--- Text excerpt ---
Latest revision as of 10:01, 5 May 2018

Assume array indices are zero based, use modified binary search to find the smallest integer missing:

FindMinIntMissing(A):
    // Trivial case 1
    if(A[0] > 1)
        return 1;
    // Trivial case 2: elements in the array are continuous from 1 to n, the smallest missing integer must be n + 1
    else if(A[n - 1] == n)
    {
        return n + 1;
    }
    // there is a gap in A, find the gap that is smallest
    else
    {
        return findGap(A, 0, n - 1);
    }

FindGap(A, first, last):
    // only two elements left, the smallest gap must be the integer right after A[first]
    if(last == first + 1)
        return A[first] + 1;
    // recursively looking for the partition containing the smallest gap
    else
       mid = (first + last) / 2;
       // first half doesn't have gap, looking for gap in the second half
       if(A[mid] - A[first] == mid - first)
           return findGap(A, mid, last);
       // looking for the gap in the first half
       else
           return findGap(A, first, mid);           



If there were no gaps, Ai would be i. If we tested the mid-point (mid=n/2) and we found that Amid = mid, we would know that the gap is somewhere on the right side of the midpoint. If not, we know the gap is on the left side. We then recurse to find the gap. --Ajitq (talk) 10:01, 5 May 2018 (UTC)
---
| Set task 1 |
Count the lines in the records that contain the string "slope", and reply with the number alone.
The records have no connection to the text above.
--- Given information ---
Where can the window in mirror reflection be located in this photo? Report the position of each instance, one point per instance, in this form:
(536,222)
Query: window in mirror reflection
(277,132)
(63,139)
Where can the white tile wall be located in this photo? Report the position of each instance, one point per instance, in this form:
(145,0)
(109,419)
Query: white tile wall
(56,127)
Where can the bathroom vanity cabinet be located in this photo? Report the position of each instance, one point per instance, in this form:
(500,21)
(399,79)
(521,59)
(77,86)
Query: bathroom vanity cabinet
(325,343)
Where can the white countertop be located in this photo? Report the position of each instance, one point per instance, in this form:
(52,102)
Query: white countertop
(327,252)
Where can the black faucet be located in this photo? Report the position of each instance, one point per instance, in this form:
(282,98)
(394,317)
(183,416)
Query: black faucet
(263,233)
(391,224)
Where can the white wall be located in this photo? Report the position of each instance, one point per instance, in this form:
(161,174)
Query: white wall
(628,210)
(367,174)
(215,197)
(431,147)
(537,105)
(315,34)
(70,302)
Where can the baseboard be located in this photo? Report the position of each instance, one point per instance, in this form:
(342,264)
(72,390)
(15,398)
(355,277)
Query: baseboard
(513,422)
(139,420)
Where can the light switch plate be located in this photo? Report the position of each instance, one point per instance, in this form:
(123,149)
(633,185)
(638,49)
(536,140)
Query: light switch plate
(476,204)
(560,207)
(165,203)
---
--- Given information ---
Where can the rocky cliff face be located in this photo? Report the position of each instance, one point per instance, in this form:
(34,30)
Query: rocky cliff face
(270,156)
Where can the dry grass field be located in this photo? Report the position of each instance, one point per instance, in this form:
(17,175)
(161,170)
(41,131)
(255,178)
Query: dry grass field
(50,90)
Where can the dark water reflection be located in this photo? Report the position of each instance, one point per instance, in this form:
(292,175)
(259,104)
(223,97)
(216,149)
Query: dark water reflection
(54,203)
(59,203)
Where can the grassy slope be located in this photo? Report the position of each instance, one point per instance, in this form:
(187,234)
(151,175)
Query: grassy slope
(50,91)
---
--- Given information ---
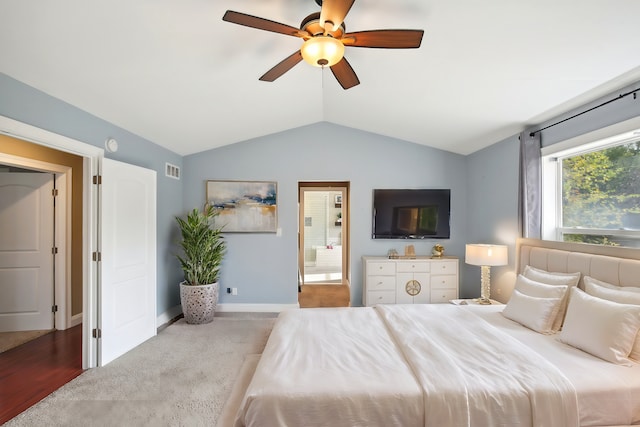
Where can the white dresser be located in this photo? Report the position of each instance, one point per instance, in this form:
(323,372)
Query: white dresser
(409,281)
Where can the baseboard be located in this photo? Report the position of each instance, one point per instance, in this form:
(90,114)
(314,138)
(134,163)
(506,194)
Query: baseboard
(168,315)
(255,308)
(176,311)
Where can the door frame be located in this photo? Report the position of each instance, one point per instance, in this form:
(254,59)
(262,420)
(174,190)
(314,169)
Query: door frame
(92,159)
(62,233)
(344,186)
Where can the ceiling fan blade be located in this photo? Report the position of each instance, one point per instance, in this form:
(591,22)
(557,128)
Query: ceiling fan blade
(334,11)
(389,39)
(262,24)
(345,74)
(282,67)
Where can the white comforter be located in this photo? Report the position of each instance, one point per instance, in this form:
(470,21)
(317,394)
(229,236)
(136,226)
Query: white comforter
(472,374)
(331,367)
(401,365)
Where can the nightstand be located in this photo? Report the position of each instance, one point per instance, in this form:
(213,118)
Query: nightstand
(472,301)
---
| Set task 2 |
List every comment line (the lines beginning with //) in the pseudocode of the text on finding the smallest missing integer.

| Right answer 1 |
2

| Right answer 2 |
// Trivial case 1
// Trivial case 2: elements in the array are continuous from 1 to n, the smallest missing integer must be n + 1
// there is a gap in A, find the gap that is smallest
// only two elements left, the smallest gap must be the integer right after A[first]
// recursively looking for the partition containing the smallest gap
// first half doesn't have gap, looking for gap in the second half
// looking for the gap in the first half